Exercise description:
Summarize the text about the Wing Chun conference paper in two sentences.

+++ Text segment +++

|Michelle Yeoh as Yim Wing Chun in Wing Chun (dir. Yuen Woo Ping, 1994).|
Last month I had the great pleasure of attending the first Martial Arts Studies conference, run by Paul Bowman at Cardiff University. It was a fascinating event, bringing together a range of speakers approaching the martial arts from a dazzling array of disciplinary perspectives, including film and media studies, anthropology and ethnography, sociology, medicine, sports science and hoplology. Paul’s project – interrogated at length in his recent (and excellent) book Martial Arts Studies: Disrupting Disciplinary Boundaries (London: Rowman and Littlefield, 2015) – is to start to investigate what’s at stake in such a trans-disciplinary object or field of study, and to set up a dialogue between the very different – often seemingly clashing – approaches to the martial arts. (Some of the keynotes are available online here.)
At the conference, I gave a joint paper along with my colleague susan puisan lok, a fascinating contemporary artist and an insightful theorist of visual culture in general and Asian diasporic experiences in particular. (Susan’s current artistic project, RoCH Fans and Legends, exploring Jin Yong’s Condor trilogy, its many cinematic/televisual adaptations and their global cult following, is of particular interest to me…)
In our paper we looked at representations of gender and the figure of the woman warrior (the nüxia) in the film Wing Chun (dir. Yuen Woo-ping, 1994). It’s a great film, and stars the magnificent Michelle Yeoh at her best.
Our starting point was a quote from actress Cheng Pei-pei, who recounted in an interview clashing with director Chang Cheh during the filming of Golden Swallow (1968) when he directed his male actors to leave a scene leaping through an open window, whilst he expected Cheng to walk through the door. Cheng refused, insisting that her character – a swordswoman – would leave through the window too.
|Cheng Pei-pei playing a cameo as Wing Chun's teacher, the Abess Ng Mui in Wing Chun.|
Entrances, exits and other interactions across windows also seemed to us to be an insistent and structuring conceit in the construction of Wing Chun, with Yeoh’s character, Wing Chun herself, for example, leaping through a window to do battle with villains in the very first scene. Our concern was not just with how Wing Chun moves through these spaces, though, but also its other characters: its array of clownish and inadequate men, who sketch out a patriarchal system of authority in crisis, and the three sympathetic women who provide the core of identification and moral value within its narrative. Wing Chun lives with her Aunt Feng, a shrewd and entrepreneurial businesswoman, and they run a Tofu shop together. They take in a third woman, Yim Neung, who has been widowed and reduced to the point of selling herself for her husband’s funeral. Between them, they seem to sketch out three potential strategies for women (in its fictive world – and perhaps also in ours?) to make a living/life for themselves, in Wing Chun’s martial skill and heroism, Aunt Feng’s economic acumen, and Yim Neung’s “feminine” attractiveness.
|Wing Chun, Aunt Feng and Yim Neung discuss their negotiation of gender expectations.|
Our visuals for the paper, as we presented it, re-edited and slowed down all the scenes from the film where characters interact with windows and doors, revealing another kind of cinematic “choreography” to the work than fight choreography (though sometimes the two choreographies overlap).

+++ Data extracts +++

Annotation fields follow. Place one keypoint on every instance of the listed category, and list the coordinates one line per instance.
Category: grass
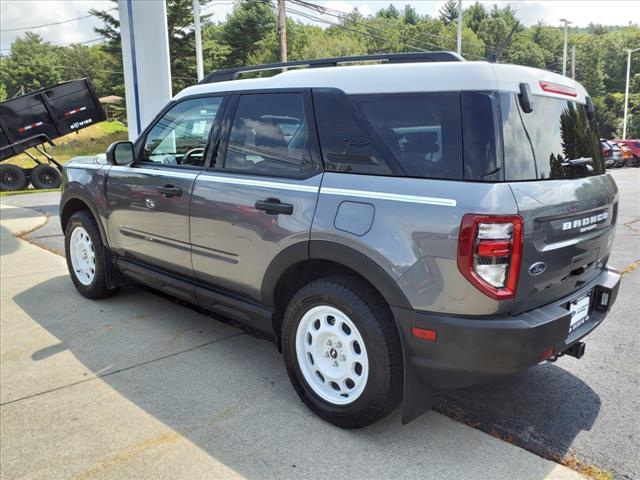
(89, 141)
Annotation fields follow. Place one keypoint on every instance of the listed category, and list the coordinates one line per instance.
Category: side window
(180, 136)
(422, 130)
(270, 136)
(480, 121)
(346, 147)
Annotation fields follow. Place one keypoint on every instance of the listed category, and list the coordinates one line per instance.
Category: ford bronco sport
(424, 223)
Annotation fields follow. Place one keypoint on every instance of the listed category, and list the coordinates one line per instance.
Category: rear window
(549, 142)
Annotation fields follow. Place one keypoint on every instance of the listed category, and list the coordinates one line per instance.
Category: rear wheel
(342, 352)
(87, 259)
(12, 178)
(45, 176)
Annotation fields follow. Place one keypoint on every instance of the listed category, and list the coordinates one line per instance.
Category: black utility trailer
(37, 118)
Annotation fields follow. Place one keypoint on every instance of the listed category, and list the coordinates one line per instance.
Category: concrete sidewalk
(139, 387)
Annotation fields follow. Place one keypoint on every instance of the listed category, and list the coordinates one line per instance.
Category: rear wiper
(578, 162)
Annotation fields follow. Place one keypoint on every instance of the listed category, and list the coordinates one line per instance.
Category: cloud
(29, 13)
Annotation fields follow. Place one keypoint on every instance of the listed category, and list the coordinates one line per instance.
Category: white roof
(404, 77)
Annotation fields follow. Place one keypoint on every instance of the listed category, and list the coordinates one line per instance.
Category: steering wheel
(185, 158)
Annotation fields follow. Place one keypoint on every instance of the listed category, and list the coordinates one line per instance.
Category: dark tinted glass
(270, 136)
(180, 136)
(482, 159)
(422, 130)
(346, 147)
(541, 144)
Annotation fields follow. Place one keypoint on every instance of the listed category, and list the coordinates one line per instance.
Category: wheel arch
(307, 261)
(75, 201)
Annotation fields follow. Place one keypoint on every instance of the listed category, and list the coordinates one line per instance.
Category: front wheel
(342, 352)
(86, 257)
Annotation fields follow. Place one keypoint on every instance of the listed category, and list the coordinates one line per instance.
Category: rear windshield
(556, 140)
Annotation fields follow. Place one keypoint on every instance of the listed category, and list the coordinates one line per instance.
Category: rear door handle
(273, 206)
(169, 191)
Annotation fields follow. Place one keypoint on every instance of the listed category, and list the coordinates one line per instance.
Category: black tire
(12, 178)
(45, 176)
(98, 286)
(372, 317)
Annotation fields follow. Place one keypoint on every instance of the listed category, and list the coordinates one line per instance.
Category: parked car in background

+++

Answer section:
The writer attended the first Martial Arts Studies conference, run by Paul Bowman at Cardiff University, and gave a joint paper with susan puisan lok on gender and the woman warrior in the 1994 film Wing Chun. Starting from Cheng Pei-pei's insistence that her swordswoman character leave through the window like the male actors, the paper examined how the film's characters move through windows and doors, including its clownish, inadequate men and three women who sketch out different strategies for making a living.